Recorded data:
# # #
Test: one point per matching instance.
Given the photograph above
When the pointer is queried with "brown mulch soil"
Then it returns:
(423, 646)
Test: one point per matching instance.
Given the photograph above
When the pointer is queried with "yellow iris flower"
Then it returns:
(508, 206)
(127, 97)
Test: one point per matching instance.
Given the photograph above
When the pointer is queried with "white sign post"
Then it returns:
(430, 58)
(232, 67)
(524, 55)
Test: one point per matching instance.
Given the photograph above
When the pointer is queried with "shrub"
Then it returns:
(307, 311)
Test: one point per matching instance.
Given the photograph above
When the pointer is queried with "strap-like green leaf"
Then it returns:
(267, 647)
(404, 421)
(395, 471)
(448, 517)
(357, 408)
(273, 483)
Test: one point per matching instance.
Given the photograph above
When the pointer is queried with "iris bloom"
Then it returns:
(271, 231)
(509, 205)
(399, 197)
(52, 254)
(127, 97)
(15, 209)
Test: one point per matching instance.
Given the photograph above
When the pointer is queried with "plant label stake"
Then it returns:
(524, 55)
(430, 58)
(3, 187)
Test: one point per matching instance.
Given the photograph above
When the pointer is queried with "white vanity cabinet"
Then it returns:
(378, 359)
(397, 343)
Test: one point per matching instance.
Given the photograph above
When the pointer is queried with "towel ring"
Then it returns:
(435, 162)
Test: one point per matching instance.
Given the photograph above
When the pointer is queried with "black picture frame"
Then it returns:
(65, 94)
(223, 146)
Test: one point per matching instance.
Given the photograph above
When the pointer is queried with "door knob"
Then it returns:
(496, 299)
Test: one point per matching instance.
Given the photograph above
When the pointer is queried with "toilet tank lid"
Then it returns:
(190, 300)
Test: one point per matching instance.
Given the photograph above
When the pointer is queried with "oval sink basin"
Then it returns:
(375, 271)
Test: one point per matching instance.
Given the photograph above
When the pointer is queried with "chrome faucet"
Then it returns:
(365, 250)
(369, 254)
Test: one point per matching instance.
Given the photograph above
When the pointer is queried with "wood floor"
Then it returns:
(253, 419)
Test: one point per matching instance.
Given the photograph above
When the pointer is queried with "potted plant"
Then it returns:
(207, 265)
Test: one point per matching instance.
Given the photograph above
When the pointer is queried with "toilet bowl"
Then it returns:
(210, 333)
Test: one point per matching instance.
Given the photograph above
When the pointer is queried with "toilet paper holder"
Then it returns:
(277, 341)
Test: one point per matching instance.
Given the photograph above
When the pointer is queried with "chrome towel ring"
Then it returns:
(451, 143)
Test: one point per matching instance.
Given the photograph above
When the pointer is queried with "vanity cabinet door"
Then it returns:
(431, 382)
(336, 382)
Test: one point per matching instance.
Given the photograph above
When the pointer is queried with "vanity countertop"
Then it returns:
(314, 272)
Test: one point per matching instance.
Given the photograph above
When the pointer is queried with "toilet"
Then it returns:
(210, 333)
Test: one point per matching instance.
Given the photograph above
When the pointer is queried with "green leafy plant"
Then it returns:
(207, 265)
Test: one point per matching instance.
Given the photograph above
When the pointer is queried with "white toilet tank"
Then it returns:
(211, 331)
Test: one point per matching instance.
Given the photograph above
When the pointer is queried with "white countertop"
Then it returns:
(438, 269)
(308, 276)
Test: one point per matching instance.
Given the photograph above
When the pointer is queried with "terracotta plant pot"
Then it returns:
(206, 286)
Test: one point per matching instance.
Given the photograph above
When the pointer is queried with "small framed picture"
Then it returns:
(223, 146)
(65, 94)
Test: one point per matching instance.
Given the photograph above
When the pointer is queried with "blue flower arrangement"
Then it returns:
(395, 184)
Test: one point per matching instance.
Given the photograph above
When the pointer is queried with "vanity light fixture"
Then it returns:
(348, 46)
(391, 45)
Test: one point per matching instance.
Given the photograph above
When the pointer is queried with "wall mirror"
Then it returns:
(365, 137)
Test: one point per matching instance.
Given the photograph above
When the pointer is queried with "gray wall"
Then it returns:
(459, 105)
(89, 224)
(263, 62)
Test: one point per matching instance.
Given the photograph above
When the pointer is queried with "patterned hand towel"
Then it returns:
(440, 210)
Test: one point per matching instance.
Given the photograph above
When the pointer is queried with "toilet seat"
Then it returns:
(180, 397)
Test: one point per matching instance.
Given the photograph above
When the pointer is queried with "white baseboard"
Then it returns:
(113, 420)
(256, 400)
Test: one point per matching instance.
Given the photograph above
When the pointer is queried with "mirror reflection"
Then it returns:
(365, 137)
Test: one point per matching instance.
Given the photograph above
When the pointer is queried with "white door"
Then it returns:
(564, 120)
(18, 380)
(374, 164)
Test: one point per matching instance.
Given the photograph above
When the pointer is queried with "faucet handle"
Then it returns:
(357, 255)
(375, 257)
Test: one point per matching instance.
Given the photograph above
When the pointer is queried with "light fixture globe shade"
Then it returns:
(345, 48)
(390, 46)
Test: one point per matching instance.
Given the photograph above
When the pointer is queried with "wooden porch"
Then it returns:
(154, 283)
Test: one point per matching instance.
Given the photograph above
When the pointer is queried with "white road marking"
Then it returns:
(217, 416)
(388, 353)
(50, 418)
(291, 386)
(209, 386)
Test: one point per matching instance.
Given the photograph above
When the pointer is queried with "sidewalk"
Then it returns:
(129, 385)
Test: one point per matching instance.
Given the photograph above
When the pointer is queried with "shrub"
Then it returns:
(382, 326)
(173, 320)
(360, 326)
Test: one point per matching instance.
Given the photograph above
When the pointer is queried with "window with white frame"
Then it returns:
# # #
Select every line in the entries above that contains the word "ring", and copy each one out.

When the pointer is queried with "towel ring"
When the pointer is queried with "chrome towel ring"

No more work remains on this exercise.